Input Start Marker

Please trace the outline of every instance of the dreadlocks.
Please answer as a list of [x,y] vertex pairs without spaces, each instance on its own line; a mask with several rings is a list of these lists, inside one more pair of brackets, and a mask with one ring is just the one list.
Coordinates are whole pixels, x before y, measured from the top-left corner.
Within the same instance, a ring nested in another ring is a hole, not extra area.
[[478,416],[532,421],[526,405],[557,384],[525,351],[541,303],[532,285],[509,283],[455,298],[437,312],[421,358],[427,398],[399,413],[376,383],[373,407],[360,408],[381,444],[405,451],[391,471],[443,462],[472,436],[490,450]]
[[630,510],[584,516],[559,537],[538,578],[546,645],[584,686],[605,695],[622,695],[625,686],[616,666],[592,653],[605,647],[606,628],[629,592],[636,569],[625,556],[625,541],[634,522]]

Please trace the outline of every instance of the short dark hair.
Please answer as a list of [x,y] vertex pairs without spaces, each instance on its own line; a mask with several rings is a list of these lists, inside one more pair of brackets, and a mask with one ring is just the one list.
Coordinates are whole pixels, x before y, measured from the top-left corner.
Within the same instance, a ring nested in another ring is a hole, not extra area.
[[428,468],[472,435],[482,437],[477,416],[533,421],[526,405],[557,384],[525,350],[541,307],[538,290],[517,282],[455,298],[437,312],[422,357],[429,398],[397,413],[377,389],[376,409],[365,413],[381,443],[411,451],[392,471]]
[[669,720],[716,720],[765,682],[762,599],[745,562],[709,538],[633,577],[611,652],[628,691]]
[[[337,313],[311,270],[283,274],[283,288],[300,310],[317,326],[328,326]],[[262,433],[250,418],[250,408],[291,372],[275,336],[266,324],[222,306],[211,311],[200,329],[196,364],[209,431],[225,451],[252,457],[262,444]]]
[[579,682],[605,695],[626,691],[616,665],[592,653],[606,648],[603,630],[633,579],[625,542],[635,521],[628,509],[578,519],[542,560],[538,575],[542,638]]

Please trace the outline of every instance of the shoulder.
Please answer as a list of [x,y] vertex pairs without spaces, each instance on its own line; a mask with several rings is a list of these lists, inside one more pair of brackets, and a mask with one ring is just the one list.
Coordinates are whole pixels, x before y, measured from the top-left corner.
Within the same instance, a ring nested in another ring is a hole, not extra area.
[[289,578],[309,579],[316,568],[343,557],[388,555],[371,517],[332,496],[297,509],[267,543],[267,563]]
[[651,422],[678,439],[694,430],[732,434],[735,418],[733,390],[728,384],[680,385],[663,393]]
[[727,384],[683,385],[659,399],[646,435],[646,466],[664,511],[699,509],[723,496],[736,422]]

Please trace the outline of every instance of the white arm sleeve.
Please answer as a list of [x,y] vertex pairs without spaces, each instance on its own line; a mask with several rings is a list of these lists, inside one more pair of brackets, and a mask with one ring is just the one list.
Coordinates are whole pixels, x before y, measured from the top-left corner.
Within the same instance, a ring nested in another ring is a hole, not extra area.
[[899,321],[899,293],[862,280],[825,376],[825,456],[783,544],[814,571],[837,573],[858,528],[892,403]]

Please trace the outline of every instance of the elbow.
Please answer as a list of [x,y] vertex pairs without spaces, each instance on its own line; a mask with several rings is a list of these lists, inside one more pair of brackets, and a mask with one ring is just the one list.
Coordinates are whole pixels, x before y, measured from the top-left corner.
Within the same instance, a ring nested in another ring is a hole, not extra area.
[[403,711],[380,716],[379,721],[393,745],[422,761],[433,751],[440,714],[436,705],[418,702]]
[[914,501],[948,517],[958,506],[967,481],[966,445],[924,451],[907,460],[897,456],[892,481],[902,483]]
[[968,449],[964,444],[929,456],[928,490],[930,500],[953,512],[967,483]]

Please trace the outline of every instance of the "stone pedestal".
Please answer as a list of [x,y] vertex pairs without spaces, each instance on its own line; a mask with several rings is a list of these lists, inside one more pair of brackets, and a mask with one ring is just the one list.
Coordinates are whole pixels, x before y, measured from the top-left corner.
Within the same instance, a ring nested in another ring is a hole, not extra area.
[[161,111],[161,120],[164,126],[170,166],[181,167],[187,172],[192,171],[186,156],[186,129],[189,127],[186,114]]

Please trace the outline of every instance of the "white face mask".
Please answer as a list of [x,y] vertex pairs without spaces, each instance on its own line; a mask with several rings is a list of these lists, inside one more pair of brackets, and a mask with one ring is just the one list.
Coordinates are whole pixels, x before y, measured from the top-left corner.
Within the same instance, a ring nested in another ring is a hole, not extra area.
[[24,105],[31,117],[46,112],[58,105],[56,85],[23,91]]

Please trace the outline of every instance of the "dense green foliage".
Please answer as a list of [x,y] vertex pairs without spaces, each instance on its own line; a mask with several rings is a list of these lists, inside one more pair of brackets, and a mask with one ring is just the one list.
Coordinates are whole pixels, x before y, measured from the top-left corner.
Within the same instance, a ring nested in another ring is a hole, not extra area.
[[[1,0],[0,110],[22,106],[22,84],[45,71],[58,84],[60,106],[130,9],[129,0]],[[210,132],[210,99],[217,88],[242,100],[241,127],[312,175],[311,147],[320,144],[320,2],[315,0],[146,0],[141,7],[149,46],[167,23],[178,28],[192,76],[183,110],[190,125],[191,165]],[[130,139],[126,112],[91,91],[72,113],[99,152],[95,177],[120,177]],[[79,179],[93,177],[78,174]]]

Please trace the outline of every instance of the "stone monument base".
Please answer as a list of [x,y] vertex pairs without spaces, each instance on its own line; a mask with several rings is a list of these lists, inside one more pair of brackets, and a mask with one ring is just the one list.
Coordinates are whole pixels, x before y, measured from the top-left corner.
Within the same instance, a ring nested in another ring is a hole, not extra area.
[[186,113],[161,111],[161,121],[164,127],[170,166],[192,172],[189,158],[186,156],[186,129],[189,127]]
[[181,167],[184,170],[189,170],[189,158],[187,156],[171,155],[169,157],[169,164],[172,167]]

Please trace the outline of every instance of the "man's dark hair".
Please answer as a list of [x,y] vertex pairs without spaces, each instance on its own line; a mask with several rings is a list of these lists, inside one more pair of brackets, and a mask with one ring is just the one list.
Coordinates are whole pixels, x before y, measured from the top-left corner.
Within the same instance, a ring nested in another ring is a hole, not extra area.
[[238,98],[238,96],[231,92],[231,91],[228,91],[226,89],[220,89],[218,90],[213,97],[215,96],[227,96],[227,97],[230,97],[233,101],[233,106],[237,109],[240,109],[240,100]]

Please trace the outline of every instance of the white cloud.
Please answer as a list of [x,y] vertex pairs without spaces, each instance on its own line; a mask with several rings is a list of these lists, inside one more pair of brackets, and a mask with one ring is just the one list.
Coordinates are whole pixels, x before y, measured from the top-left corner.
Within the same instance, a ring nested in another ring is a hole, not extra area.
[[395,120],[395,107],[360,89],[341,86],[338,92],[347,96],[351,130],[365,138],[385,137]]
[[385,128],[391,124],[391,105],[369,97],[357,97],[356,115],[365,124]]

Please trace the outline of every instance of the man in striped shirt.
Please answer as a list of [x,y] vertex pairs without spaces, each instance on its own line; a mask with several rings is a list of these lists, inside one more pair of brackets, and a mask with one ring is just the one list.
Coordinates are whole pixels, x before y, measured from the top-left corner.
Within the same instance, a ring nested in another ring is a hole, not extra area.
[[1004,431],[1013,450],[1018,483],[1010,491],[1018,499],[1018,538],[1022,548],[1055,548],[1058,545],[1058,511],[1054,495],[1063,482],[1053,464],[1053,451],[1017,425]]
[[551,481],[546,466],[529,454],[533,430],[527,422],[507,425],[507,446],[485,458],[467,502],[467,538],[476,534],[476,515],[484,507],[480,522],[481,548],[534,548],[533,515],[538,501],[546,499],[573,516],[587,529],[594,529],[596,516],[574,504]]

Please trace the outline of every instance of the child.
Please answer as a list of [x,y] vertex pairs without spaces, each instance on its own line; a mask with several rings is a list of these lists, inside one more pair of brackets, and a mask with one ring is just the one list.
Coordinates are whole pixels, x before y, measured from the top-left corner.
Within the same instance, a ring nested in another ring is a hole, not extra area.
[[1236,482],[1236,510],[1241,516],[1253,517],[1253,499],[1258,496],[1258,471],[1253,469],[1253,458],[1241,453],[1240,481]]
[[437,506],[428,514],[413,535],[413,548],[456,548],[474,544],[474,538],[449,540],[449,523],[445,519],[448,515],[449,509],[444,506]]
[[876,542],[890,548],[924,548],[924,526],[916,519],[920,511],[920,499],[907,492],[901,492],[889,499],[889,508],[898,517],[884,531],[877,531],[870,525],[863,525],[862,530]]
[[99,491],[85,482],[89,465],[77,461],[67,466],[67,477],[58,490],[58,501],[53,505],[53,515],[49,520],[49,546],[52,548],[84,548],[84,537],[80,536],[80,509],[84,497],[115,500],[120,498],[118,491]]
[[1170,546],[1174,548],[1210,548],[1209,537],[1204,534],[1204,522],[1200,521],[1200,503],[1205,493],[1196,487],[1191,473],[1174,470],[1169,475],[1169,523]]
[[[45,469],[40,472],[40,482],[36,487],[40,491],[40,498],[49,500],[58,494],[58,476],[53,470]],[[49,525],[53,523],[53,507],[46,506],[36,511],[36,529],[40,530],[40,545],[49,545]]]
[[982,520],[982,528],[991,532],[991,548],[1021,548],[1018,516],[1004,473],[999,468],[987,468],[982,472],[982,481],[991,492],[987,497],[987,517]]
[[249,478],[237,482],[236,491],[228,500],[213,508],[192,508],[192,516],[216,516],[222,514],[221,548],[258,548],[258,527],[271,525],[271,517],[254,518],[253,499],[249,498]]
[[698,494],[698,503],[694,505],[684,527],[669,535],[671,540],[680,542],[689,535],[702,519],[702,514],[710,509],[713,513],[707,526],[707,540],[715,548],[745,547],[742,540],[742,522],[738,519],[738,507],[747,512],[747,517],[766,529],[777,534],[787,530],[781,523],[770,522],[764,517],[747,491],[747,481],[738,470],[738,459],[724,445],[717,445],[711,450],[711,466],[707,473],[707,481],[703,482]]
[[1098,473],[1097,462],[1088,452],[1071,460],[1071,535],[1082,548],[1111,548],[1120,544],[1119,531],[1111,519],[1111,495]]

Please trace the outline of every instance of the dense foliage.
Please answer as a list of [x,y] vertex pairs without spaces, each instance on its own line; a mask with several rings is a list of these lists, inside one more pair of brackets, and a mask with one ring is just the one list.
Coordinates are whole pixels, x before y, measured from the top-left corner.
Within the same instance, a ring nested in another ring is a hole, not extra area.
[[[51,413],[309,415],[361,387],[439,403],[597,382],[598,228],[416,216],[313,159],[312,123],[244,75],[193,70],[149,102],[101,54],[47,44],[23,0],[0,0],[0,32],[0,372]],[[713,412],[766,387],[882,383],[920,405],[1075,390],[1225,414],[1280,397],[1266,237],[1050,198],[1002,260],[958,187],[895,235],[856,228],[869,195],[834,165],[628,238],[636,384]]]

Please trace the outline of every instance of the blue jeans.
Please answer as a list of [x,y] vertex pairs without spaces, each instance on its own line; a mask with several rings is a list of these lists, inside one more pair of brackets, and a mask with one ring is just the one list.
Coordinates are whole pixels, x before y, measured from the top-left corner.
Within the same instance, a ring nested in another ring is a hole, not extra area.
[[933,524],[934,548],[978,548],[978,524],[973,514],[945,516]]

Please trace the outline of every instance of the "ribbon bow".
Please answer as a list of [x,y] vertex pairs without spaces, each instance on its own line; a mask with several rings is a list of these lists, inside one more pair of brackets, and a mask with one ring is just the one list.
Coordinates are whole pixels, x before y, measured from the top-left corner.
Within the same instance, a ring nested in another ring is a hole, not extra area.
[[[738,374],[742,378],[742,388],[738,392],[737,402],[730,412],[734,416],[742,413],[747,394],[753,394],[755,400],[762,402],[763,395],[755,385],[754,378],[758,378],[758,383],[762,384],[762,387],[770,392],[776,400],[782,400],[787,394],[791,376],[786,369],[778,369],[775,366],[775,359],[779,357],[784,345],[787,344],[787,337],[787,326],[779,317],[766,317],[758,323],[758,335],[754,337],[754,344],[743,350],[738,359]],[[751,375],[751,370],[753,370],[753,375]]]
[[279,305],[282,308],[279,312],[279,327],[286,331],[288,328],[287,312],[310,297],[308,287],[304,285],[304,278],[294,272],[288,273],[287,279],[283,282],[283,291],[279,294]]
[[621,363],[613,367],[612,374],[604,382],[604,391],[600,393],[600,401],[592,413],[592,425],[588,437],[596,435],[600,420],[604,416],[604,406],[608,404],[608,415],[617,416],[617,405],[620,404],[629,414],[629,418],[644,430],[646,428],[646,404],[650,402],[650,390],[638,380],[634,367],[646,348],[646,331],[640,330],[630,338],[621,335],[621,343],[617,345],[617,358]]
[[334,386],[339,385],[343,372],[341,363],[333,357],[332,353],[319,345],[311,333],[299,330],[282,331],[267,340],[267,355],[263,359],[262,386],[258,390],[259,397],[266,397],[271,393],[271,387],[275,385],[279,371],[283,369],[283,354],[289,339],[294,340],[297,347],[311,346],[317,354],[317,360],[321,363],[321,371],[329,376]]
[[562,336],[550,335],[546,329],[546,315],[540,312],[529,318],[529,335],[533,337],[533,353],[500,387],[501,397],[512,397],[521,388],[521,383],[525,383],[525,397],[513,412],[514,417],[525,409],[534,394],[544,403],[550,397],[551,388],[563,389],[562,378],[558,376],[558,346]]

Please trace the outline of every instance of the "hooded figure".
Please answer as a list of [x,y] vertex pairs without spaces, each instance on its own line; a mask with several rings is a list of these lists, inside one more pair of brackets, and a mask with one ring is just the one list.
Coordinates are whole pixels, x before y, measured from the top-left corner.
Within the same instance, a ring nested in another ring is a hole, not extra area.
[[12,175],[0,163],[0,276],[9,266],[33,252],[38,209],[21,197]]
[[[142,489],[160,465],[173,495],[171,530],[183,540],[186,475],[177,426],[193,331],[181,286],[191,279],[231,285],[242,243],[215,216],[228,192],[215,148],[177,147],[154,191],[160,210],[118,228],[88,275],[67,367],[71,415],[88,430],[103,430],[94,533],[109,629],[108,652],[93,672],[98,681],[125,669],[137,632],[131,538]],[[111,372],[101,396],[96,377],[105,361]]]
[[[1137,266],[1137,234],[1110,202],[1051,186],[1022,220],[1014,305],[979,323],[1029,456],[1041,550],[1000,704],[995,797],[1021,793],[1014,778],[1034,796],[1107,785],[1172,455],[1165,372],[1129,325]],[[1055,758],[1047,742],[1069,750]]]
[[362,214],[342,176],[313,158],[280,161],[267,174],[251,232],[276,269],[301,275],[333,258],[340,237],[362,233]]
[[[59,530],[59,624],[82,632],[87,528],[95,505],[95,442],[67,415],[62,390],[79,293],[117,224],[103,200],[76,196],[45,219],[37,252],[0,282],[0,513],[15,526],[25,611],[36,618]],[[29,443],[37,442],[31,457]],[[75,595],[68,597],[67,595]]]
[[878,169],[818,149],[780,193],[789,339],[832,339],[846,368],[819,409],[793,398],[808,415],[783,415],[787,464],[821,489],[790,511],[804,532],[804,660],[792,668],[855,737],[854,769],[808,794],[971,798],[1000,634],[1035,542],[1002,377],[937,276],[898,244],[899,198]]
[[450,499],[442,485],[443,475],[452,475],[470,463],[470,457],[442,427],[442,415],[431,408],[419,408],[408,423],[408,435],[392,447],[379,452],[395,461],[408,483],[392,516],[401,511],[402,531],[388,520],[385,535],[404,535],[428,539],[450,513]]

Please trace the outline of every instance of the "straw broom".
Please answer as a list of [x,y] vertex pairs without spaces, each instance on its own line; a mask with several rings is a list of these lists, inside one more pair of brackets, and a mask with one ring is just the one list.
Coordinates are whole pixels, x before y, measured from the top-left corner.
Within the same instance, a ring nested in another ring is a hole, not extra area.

Input End Marker

What you should do
Wherever the word "dense" occurs in the data, copy that whole line.

Answer for this exercise
Please trace the outline of every instance of the "dense green foliage".
Please trace the outline of every instance of the dense foliage.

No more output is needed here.